* **Problem details**
Can you retype only the lines from the one with "Please mark the large" through the final line of the material, exactly as given?

* **Excerpted data**
>> start

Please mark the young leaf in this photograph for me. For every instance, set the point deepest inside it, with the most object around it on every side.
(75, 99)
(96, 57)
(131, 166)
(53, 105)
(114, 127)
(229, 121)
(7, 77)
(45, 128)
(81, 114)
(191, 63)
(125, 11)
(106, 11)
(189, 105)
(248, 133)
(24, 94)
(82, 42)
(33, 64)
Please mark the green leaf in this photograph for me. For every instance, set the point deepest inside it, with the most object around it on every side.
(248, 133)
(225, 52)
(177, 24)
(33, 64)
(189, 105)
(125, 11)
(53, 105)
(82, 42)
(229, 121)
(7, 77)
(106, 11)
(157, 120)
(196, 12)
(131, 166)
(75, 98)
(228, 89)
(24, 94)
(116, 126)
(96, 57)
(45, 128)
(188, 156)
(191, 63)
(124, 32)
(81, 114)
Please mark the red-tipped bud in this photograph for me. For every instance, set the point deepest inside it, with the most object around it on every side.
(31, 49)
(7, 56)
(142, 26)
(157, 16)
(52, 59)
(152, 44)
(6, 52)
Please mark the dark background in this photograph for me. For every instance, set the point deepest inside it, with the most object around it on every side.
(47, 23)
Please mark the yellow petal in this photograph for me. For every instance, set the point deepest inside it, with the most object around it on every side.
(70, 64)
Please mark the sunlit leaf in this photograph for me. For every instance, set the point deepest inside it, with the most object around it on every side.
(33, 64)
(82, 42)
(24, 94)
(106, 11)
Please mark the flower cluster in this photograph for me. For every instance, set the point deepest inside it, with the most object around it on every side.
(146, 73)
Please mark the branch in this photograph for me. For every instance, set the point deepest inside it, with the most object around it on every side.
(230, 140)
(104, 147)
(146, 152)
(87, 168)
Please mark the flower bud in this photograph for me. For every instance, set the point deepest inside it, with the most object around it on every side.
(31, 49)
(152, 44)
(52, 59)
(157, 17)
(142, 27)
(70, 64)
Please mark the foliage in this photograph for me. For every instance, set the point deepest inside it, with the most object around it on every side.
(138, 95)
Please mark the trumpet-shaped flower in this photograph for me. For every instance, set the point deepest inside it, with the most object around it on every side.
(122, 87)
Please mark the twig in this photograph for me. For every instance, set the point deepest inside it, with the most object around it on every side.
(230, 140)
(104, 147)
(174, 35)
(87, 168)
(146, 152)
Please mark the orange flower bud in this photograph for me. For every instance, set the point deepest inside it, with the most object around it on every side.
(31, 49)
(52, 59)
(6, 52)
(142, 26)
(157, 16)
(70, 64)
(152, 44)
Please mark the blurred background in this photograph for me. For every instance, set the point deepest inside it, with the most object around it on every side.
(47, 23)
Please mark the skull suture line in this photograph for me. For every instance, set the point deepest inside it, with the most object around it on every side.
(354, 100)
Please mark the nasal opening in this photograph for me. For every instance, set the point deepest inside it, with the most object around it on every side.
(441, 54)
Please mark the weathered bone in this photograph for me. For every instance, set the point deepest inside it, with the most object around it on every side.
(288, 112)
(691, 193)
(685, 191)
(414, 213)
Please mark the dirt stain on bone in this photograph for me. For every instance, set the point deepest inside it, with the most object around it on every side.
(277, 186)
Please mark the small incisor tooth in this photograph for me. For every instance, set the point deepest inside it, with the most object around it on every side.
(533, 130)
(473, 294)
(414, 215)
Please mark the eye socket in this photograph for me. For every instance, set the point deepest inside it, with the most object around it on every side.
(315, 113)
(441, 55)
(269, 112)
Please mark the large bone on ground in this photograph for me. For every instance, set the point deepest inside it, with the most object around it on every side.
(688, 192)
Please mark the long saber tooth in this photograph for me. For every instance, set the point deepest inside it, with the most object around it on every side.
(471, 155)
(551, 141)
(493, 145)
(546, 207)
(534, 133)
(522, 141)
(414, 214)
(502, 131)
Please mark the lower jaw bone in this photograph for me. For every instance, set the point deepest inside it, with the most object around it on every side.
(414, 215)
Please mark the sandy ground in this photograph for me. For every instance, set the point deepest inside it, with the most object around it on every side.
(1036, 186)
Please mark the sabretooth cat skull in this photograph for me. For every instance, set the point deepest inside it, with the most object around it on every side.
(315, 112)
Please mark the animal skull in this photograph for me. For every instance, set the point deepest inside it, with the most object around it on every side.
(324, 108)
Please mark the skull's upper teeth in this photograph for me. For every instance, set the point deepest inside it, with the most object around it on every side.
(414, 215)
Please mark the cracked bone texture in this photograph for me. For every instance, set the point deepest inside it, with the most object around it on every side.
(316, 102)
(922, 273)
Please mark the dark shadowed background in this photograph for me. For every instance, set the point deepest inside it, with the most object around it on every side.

>> end

* **Reply to the task**
Please mark the large bone on ground in this photograph for me. For every instance, set the point deepest inside it, with the most object around it on every side.
(688, 192)
Please mark the long saber tooth in this photograph for me. For every instance, set the point deepest inside it, with the most object around it on every side.
(471, 155)
(551, 141)
(493, 145)
(546, 207)
(534, 133)
(522, 141)
(414, 214)
(502, 131)
Please mark the lower jaw bone in this photograph for me. For every instance, set the point deepest inside it, with the most object around it on every side.
(414, 215)
Please mark the sandy ground in this photograph for me. For every instance, set the point deepest inside it, with the most object around it on every side.
(1036, 186)
Please mark the sabretooth cat skull in this photograph for me. For every instance, set the point deepest inside it, with the most object around it on every side.
(315, 112)
Please mark the animal skull in this photograph for me. For every instance, set the point deepest inside it, with the most object around it on every side.
(324, 108)
Please mark the skull's upper teeth in this photograph for me. For every instance, set the point deepest inside it, with the most object around it on every side.
(414, 215)
Please mark the cracked bone texture in this photograph for me. For every instance, set the point deepest inside it, with the most object around it on every side.
(316, 102)
(922, 273)
Please mark the dark shadowed background in this photograph for me. For every instance, set the point deepest inside it, with the most object around it on every side.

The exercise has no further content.